** ACTIVITY **
Look through the material below and copy every line containing the word "gemstone".

** SUPPLIED MATERIAL **

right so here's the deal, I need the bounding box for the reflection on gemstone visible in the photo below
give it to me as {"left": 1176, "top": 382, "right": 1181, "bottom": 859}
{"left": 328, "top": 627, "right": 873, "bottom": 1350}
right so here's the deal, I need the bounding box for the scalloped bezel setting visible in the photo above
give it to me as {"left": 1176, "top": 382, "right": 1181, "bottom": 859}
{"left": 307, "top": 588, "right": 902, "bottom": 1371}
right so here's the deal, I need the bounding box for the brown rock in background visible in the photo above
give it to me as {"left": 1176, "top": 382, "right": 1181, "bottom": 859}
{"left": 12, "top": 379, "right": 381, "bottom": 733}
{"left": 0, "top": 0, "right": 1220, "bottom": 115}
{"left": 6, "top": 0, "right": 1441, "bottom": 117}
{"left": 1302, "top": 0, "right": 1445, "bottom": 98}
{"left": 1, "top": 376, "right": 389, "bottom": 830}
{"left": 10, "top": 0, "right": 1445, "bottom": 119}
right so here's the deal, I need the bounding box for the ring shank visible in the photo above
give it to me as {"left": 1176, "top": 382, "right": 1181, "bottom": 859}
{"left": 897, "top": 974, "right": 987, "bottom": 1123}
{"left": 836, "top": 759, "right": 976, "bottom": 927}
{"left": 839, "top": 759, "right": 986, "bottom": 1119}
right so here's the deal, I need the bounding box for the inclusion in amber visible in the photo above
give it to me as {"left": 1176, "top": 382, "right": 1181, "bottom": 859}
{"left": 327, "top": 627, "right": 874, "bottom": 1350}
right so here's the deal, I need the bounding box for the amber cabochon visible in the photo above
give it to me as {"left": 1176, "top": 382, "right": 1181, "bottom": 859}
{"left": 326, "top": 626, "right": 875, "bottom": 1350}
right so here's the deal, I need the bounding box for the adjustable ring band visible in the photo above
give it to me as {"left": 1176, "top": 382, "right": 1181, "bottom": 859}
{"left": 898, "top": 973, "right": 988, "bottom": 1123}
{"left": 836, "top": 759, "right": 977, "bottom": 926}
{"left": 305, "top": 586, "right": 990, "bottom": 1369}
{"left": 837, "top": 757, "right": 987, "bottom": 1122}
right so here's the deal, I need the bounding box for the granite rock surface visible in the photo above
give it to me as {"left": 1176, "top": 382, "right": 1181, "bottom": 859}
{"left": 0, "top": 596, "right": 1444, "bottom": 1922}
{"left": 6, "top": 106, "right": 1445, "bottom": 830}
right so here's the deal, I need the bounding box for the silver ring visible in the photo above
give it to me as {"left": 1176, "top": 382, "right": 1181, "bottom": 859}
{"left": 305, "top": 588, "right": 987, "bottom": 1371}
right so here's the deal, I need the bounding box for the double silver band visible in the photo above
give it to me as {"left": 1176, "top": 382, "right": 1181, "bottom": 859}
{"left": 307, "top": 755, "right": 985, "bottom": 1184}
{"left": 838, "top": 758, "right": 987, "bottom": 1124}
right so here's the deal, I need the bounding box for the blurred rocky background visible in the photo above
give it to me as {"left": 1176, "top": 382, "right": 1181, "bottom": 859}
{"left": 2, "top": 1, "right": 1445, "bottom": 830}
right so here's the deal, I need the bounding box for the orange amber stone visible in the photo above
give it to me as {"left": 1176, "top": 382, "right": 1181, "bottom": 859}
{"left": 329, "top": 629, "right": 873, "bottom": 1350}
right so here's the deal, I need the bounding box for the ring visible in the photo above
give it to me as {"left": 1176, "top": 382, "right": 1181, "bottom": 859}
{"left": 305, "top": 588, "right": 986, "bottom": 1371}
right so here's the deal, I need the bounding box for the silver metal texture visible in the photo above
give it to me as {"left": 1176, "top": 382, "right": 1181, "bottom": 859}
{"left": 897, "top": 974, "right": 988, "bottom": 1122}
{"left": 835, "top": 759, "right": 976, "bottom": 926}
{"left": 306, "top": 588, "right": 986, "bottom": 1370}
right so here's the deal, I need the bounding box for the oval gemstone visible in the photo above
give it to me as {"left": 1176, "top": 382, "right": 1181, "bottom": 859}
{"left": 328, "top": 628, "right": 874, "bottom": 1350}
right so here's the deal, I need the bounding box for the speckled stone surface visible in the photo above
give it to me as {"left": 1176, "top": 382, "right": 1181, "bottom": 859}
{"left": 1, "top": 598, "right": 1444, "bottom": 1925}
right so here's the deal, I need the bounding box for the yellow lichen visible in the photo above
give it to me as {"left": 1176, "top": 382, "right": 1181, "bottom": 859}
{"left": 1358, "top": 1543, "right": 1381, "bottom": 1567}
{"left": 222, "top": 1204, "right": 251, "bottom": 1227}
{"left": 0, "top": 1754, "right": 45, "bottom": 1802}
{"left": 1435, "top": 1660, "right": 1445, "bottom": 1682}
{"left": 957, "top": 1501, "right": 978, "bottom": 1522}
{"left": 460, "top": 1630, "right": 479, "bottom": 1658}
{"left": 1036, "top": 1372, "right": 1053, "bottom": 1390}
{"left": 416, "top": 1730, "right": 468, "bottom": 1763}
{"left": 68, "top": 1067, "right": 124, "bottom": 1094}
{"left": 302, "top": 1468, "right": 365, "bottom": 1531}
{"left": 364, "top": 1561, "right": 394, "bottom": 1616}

** RESPONSE **
right so here's the deal, I need the bounding box for the reflection on gemstone visible in the photo below
right so here's the deal, I need the bounding box for the oval gemstone visible in the photo above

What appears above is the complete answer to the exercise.